Top Boy: Inside the World Of Gang Life

To quote Shakespeare’s Much Ado About Nothing, comparisons are offensive, but the UK series Top Boy has often been compared to shows such as Snowfall, The Wire, Blue Story, Adulthood and many more that immerse themselves into the world of drugs, poverty and inequality which seems to be a common thread in producing shows.

But to myself, the show Top Boy does more than immerse itself into that world; it makes real-life issues accessible to the screens across the UK, such as drug dealing, gang violence, immigration and more. Warning: the analysis includes spoilers! 

To Provide or to Survive?

A recurring theme throughout Top Boy Summerhouse and Top Boy is the need to provide for yourself and your loved ones, what you are willing to do to survive, and at what cost? Fundamentally, the show makes us question our morals. Top Boy investigates this by looking at how society treats marginalised groups, including the notion that engaging in illegal activity is the only way to avoid living hand to mouth; every character in the show has gone through some turmoil that reflects this.

> _What is required_:
Answer these questions about the Top Boy article:
1. Which Shakespeare play does the article quote at the start?
2. What three real-life issues does the writer name as ones the show makes accessible to UK screens?
3. Under the heading "To Provide or to Survive?", what recurring theme does the article identify?

(Entries from a dataset)
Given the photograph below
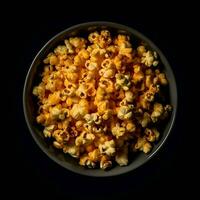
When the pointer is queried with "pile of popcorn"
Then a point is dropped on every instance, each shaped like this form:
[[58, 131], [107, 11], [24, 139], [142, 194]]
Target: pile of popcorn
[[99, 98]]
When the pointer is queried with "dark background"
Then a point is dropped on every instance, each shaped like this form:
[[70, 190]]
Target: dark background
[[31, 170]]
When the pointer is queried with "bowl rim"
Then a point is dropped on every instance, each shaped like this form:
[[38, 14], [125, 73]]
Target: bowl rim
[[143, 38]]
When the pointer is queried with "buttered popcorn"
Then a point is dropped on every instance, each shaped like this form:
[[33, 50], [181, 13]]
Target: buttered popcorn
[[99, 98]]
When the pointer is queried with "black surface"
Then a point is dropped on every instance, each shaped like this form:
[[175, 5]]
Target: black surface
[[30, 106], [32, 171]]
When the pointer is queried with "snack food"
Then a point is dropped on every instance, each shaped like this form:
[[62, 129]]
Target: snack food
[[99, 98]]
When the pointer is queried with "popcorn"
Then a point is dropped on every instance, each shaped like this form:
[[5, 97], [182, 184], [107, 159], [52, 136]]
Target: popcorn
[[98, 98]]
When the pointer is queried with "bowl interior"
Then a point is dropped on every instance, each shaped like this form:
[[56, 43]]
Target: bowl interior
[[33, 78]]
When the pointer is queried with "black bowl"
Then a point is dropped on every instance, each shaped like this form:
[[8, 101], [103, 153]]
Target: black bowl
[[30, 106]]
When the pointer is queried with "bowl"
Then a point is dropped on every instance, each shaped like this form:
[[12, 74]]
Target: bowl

> _Solution_:
1. Much Ado About Nothing.
2. Drug dealing, gang violence and immigration.
3. The need to provide for yourself and your loved ones, what you are willing to do to survive, and at what cost.